Records excerpted from a collection:

* * * * * * *

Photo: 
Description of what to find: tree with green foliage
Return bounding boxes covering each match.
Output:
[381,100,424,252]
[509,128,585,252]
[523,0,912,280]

* * * * * * *

_WORK TO COMPLETE_.
An exact transcription of every record above is required.

_RESULT BELOW_.
Photo: 
Description of what to find: tree with green foliage
Return bounding boxes covering each match.
Output:
[381,100,424,252]
[509,128,585,252]
[523,0,912,280]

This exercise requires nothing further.